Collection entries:
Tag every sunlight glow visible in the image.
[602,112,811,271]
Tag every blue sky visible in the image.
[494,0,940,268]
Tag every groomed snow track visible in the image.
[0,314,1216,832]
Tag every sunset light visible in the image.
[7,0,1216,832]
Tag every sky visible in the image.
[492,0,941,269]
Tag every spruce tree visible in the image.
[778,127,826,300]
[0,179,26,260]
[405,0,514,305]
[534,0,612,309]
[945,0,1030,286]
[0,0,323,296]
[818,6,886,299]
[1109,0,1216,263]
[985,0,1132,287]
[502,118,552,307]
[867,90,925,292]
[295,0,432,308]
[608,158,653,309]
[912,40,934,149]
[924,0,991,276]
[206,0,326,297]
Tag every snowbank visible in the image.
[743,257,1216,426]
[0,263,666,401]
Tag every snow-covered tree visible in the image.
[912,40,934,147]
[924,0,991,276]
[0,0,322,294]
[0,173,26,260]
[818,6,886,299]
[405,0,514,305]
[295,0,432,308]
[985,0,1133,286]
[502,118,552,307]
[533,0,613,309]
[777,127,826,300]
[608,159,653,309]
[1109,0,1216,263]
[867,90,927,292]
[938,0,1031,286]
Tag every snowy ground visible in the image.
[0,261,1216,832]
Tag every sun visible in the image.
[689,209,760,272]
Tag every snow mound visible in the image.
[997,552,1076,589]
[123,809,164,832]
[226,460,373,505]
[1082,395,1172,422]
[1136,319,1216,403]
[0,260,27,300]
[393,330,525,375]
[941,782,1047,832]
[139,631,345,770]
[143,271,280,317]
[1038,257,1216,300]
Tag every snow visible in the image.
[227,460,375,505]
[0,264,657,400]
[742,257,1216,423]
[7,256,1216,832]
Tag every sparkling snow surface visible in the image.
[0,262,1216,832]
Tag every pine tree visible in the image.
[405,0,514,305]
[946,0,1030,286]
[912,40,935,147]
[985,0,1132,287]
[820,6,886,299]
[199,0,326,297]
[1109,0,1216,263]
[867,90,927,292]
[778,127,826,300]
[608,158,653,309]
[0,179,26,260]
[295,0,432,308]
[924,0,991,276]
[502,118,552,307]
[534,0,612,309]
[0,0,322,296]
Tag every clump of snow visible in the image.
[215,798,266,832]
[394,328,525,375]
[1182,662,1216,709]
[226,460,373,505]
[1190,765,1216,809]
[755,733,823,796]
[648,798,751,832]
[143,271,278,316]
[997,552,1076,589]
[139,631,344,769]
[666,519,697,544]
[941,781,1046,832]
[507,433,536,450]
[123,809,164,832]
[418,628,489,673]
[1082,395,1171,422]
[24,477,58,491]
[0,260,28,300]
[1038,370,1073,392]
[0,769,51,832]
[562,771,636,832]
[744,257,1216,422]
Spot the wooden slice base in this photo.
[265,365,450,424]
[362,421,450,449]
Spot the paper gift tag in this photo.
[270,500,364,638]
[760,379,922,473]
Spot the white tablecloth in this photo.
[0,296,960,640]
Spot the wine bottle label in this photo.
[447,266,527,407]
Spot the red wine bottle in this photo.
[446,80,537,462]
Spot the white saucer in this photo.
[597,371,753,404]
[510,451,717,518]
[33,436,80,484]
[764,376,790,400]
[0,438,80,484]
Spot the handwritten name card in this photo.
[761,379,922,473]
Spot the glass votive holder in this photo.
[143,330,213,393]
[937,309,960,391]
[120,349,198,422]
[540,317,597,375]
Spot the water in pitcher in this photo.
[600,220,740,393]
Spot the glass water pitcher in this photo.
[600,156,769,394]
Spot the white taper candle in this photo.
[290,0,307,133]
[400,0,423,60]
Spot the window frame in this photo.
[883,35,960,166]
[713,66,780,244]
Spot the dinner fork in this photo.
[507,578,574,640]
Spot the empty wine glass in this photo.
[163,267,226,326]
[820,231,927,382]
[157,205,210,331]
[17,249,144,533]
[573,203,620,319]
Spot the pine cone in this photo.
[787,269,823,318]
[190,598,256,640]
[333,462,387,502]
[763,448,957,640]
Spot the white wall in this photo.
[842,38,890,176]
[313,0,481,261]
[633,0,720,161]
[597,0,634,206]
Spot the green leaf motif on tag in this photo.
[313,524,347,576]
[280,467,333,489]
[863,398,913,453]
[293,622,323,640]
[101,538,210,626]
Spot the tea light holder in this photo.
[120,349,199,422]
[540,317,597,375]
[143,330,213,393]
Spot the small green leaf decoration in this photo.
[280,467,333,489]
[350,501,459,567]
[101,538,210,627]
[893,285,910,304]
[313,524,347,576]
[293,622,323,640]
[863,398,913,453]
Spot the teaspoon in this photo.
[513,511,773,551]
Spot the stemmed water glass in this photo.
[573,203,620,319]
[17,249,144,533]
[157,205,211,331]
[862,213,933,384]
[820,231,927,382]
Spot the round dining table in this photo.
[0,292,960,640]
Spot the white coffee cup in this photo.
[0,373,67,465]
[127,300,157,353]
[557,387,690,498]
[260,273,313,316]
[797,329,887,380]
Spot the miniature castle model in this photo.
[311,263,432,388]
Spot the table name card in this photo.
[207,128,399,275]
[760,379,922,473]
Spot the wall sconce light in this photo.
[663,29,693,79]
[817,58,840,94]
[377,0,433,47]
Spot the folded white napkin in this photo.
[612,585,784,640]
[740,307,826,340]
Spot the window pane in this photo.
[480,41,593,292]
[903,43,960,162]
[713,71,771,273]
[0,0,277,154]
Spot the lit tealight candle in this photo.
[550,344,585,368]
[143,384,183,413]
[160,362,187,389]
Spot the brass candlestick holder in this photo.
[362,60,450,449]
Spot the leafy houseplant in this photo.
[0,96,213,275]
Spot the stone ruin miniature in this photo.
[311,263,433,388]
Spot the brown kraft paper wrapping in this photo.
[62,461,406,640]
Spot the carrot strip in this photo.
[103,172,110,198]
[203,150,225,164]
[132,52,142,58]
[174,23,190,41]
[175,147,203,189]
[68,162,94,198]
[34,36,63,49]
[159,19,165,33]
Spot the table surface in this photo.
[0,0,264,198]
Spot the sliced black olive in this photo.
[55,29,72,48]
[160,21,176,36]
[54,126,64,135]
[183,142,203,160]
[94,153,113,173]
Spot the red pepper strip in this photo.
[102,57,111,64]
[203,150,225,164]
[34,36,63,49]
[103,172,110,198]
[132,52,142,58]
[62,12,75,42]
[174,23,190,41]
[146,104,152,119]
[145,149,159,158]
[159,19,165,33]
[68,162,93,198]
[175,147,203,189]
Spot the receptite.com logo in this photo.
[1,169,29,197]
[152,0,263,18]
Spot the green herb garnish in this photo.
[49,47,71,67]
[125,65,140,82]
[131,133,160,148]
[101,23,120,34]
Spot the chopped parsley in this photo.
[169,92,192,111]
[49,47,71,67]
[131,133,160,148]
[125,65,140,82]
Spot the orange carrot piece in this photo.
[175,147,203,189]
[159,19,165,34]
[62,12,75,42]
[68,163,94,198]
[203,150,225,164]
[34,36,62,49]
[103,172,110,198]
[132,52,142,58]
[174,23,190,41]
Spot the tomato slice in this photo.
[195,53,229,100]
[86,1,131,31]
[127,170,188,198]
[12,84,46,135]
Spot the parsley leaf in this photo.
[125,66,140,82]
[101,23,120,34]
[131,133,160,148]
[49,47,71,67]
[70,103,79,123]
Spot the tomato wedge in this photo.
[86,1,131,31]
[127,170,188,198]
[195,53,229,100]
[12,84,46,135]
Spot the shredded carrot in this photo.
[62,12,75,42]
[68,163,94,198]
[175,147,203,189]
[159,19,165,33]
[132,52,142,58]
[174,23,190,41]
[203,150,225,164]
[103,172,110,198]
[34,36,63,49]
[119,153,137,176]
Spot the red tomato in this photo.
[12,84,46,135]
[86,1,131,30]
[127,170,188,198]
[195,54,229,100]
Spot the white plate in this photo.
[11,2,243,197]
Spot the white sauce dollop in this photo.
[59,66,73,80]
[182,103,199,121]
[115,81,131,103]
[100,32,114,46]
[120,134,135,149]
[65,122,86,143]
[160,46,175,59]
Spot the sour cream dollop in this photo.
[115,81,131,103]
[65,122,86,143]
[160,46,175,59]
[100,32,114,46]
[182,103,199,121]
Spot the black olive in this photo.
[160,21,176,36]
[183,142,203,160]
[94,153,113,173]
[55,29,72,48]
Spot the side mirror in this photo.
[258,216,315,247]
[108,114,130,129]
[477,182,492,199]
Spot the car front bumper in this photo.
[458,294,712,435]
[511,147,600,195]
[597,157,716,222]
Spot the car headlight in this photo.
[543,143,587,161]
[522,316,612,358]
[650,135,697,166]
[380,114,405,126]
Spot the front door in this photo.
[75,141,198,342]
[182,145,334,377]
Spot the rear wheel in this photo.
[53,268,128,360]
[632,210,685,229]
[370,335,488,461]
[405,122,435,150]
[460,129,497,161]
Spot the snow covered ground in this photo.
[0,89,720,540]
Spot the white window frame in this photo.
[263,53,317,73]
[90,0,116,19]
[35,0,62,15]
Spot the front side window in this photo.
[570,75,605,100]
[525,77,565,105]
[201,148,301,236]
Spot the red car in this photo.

Task directions:
Copy out the records word for word, starting at the line containing "Spot the side mirror in this photo." and ending at the line containing "[0,89,720,540]", both lines included.

Exercise output:
Spot the side mirror in this photo.
[258,216,315,247]
[108,114,130,129]
[477,182,492,199]
Spot the car front bumper in this photo.
[458,294,712,435]
[511,147,600,195]
[597,157,716,222]
Spot the car headlight in this photo.
[543,143,587,161]
[522,316,612,358]
[650,135,697,166]
[380,114,405,126]
Spot the front door in this photo.
[75,141,198,342]
[182,145,334,377]
Spot the rear wheel in this photo.
[53,268,128,360]
[632,210,685,229]
[370,335,488,461]
[405,122,435,150]
[460,129,497,161]
Spot the snow covered ground in this photo.
[0,89,720,540]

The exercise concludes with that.